Return the data verbatim, without pictures.

..............................

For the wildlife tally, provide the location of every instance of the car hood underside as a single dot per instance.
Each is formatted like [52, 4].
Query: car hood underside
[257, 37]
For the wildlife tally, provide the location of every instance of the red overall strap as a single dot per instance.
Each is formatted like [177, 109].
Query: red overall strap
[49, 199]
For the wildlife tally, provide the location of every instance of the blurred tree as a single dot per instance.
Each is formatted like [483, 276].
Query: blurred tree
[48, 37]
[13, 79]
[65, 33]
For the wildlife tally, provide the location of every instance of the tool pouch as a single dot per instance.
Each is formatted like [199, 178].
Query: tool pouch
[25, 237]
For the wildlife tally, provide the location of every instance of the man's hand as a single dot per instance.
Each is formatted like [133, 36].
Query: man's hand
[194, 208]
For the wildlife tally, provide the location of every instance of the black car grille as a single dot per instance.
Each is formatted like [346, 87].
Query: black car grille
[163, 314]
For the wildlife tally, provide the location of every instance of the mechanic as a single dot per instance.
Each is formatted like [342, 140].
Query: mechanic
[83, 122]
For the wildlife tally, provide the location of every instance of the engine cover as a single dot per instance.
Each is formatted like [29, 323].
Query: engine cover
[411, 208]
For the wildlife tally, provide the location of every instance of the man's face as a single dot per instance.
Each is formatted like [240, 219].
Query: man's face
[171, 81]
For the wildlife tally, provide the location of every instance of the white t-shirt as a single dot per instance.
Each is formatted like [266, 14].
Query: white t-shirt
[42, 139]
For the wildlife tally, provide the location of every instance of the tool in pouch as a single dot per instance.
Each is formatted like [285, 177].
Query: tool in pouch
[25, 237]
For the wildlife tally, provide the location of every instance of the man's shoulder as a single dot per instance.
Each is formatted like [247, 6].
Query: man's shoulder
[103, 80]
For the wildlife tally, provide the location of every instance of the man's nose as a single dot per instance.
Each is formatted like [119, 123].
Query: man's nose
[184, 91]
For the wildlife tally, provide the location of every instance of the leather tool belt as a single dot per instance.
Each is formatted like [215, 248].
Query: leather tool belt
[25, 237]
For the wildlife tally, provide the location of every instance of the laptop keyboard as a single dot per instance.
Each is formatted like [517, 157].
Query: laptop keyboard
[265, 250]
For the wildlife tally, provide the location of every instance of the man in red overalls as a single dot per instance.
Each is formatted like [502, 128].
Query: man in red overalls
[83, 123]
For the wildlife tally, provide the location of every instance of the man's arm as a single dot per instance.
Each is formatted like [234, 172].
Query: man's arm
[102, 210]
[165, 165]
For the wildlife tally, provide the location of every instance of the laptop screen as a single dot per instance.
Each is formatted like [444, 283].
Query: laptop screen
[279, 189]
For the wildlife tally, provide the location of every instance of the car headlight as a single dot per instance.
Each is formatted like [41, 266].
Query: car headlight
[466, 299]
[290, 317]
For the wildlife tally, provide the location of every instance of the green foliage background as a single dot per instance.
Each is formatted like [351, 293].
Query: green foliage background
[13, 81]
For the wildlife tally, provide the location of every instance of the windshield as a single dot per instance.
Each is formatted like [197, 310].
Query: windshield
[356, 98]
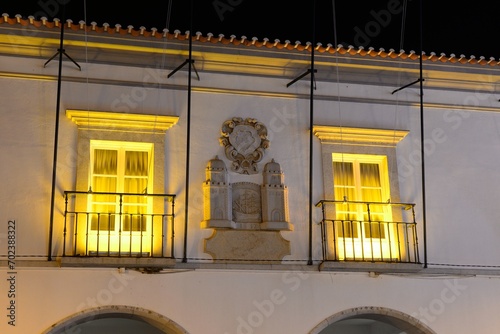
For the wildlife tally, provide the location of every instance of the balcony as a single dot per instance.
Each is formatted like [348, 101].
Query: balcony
[369, 232]
[113, 229]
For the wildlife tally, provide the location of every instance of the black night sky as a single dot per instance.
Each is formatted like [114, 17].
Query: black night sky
[446, 27]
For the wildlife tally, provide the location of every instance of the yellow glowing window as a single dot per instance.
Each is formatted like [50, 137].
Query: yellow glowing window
[121, 172]
[361, 181]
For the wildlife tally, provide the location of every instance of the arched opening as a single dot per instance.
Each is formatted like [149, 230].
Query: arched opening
[371, 320]
[116, 319]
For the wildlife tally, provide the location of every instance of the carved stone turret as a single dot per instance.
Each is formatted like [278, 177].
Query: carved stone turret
[217, 210]
[274, 198]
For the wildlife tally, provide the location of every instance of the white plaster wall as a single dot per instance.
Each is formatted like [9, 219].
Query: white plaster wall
[207, 302]
[461, 179]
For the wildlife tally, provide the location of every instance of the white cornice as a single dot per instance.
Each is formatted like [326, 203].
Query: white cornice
[123, 122]
[329, 134]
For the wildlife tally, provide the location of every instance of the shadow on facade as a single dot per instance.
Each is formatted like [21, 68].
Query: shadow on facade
[150, 322]
[399, 322]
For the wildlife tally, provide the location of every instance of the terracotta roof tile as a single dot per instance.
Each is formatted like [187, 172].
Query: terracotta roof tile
[243, 40]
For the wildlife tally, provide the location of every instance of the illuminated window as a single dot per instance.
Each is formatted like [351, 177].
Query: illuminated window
[361, 181]
[361, 184]
[117, 169]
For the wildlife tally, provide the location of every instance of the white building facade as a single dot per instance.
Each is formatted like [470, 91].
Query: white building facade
[220, 185]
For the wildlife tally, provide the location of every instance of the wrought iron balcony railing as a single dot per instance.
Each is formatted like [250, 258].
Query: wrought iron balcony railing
[118, 224]
[369, 231]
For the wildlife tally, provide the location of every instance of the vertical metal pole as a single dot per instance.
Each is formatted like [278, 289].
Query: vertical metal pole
[311, 120]
[56, 141]
[188, 132]
[422, 151]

..............................

» Solution below
For the wildlife tally, provide the location of every instance of the car hood underside as a single dot per instance.
Each is formatted like [52, 4].
Query: car hood underside
[257, 37]
For the wildlife tally, provide the location of every instance of the red overall strap as a single dot per instance.
Each is formatted like [177, 109].
Query: red overall strap
[49, 199]
For the wildlife tally, provide the location of every instance of the blurred tree as a single dot per instance.
Each is formatted like [483, 276].
Query: blurred tree
[48, 37]
[13, 79]
[65, 33]
For the wildlife tally, provide the location of every instance of the tool pouch as a single dot per instance.
Each is formatted like [199, 178].
Query: tool pouch
[25, 237]
For the wildlife tally, provide the location of every instance of the man's hand as a single dot per instance.
Each is formatted like [133, 36].
Query: man's hand
[194, 208]
For the wildlife tally, provide the location of every instance of the black car grille as a single dot per instance.
Each is formatted like [346, 87].
Query: black car grille
[163, 314]
For the wildlife tally, provide the location of every instance of the mechanic as a single dot per instance.
Each is formatted like [342, 140].
Query: mechanic
[83, 122]
For the wildlife tally, provide the location of every instance of the engine cover as a single dot per instance.
Each is formatted like [29, 323].
Query: engine cover
[411, 208]
For the wildlife tally, provide the location of every instance of the man's face as a single dot per instance.
Each is formatted like [240, 219].
Query: man's face
[171, 81]
For the wildlife tally, provide the location of every instance of the white t-shirt as a single dot per instance.
Each is formatted like [266, 14].
Query: white t-shirt
[42, 139]
For the wildlife tally, provide the location of every instance of the tool in pouch as a single dot per instance.
Each is formatted like [285, 177].
Query: tool in pouch
[25, 237]
For the wildlife tally, provide the location of every instance of the man's shoulder as a single dot per instance.
Each is formatted like [247, 6].
Query: man's shoulder
[103, 80]
For the wildlife tally, provide the location of every instance of the man's nose as a single dot per instance.
Each is formatted like [119, 123].
Query: man's nose
[184, 91]
For the wildlife tally, provide the location of every instance of the leather tool belt as a single dot per instance.
Each is formatted like [215, 248].
Query: leather tool belt
[25, 237]
For the wildlife tally, provide the location of every instance of the laptop keyboard as a single dot per instance.
Each is formatted like [517, 157].
Query: laptop keyboard
[265, 250]
For the wildlife tally, provide the location of every instance of the man in red overalls as a single dot per instance.
Each is formatted like [502, 128].
Query: man in red overalls
[83, 123]
For the wildlife tally, provide the location of every instance of the man's arm as a single dot per instance.
Each is formatted like [234, 172].
Query: man's arm
[102, 210]
[165, 165]
For the wildlife tally, provide the location of every instance of the laptop screen as a single dot per instance.
Each is formatted like [444, 283].
Query: laptop screen
[279, 189]
For the wildlife tally, provide the location of every instance of the car headlight as a single dot per instance.
Each is formatted like [41, 266].
Query: car headlight
[466, 299]
[290, 317]
For the wildlife tally, provide the location of every instance of the green foliage background as a single dot per instance.
Each is formatted like [351, 293].
Query: green foliage background
[13, 81]
For the wildlife tally, provide the location of every instance of the windshield as a single dot per instance.
Each is formatted like [197, 310].
Query: windshield
[356, 98]
For the wildlife tally, provide the location of every instance of the balcony as a single dot per instance.
Each is formatted like [348, 101].
Query: balcony
[369, 232]
[113, 229]
For the wildlife tally, provide the location of every instance of the black night sky as a single dot per instance.
Each is formatted like [114, 17].
Query: black night sky
[446, 27]
For the wildlife tally, provide the location of every instance of the yellow glowing window as a single dot per instance.
Each is formatted like [50, 137].
Query: yellow glowing window
[121, 172]
[361, 181]
For the wildlife tally, provide the location of every instance of the arched opening as a single dot per instance.
Each is formatted like [149, 230].
Query: arched opening
[371, 320]
[116, 319]
For the wildlife tally, provide the location of every instance of the carved stone turret as a single dot per instance.
Each is formatted like [278, 177].
Query: carved stone turret
[217, 210]
[274, 198]
For the wildlife tally, provide the location of every instance of the white plaster wall as a single dot per instance.
Each is formatted like [9, 219].
Query: white plaster wall
[207, 302]
[461, 179]
For the wildlife tally, provide the location of every instance of the white cornice as a single dot per instance.
Each is formatted like [326, 203].
Query: white cornice
[123, 122]
[329, 134]
For the wildlife tally, provide the location of every instance of the shadow on facade as a single dot per instance.
Each is formatted like [21, 68].
Query: shadow on facade
[150, 322]
[399, 322]
For the wildlife tally, provide the location of every instance of the terracotta roof tile as a single dot per instance.
Each is formatted like [187, 172].
Query: terracotta roof tile
[243, 40]
For the wildlife tally, provide the location of every instance of the illuminated window as a single dot per instance.
Each is formatted like [351, 177].
Query: illuminated window
[361, 181]
[361, 184]
[117, 169]
For the wildlife tally, provide the location of every instance of the white building facade as a single dot per instance.
Each is formatted like [470, 91].
Query: white building facade
[220, 185]
For the wildlife tally, provide the location of every instance of the wrought iron balcony railing as a single dot per instance.
Each is formatted like [250, 258].
Query: wrought iron balcony railing
[118, 224]
[369, 231]
For the wildlife tally, provide the location of every instance of the vertical metal pole as a single dot per instance.
Each is formatted like [278, 289].
Query: vertical metal pole
[311, 120]
[56, 141]
[188, 132]
[422, 151]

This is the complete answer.